SET OF TASKS
a) List every sentence in the adoption blog post that contains the words "I think".
b) Output the adoption blog post's text between "Saturday, April 7, 2007" and "have to Poland.", inclusive, copied exactly.

PASSAGE
——

Saturday, April 7, 2007

Adopting a Culture

My Aunt sent me an email stressing how important Poland and being Polish is to the Poles. It got me thinking that it is time to immerse myself more into learning about the culture and history of Poland and in embracing the links that I do have to Poland.

My understanding is that the powers that be in Polish adoption are very keen on placing children with families that have this connection and hope that the children will know their heritage. Beyond this, I think it is important to embrace the culture and history that one has; especially for internationally adopted children. By the nature of being adopted, a child will always have the wonder of where they come from, and what could have been. They likely know very little about their birthparents and will naturally have curiosities about the people of the place of their origin. I'll be proud to have some essentially ancestral connection to my child.

I think when we are done with this procedural paper pushing, and when we are officially "waiting", that we will make more efforts to learn about the culture and language. Right now, honestly, we are still a bit in disbelief that we will really be parents. I think that must be the infertility issues talking. I mean, we've been disappointed before. We have this sort of, "I'll believe it when I see it" attitude. I don't want to have this attitude. But it is what it is.

I truly believe that it will take having our dossier being finally submitted to Poland to really be able to enjoy the anticipation and believe that this is real.

——

RECORDS

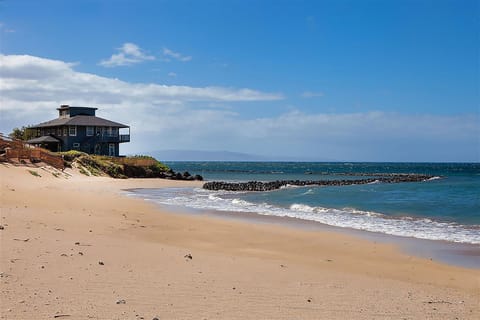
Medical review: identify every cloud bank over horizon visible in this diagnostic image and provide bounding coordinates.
[0,54,480,161]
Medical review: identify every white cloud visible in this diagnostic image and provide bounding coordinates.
[301,91,325,98]
[99,42,155,67]
[0,55,480,161]
[163,48,192,62]
[0,53,283,133]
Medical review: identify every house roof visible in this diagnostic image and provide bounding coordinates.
[27,136,61,144]
[31,115,128,129]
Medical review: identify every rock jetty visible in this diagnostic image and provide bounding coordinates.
[203,173,433,191]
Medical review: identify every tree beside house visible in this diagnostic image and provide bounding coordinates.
[24,105,130,157]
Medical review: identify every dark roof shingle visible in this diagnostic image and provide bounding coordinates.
[31,115,128,129]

——

TASK-BY-TASK RESULTS
a)
- Beyond this, I think it is important to embrace the culture and history that one has; especially for internationally adopted children.
- I think when we are done with this procedural paper pushing, and when we are officially "waiting", that we will make more efforts to learn about the culture and language.
- I think that must be the infertility issues talking.

b)
Saturday, April 7, 2007

Adopting a Culture

My Aunt sent me an email stressing how important Poland and being Polish is to the Poles. It got me thinking that it is time to immerse myself more into learning about the culture and history of Poland and in embracing the links that I do have to Poland.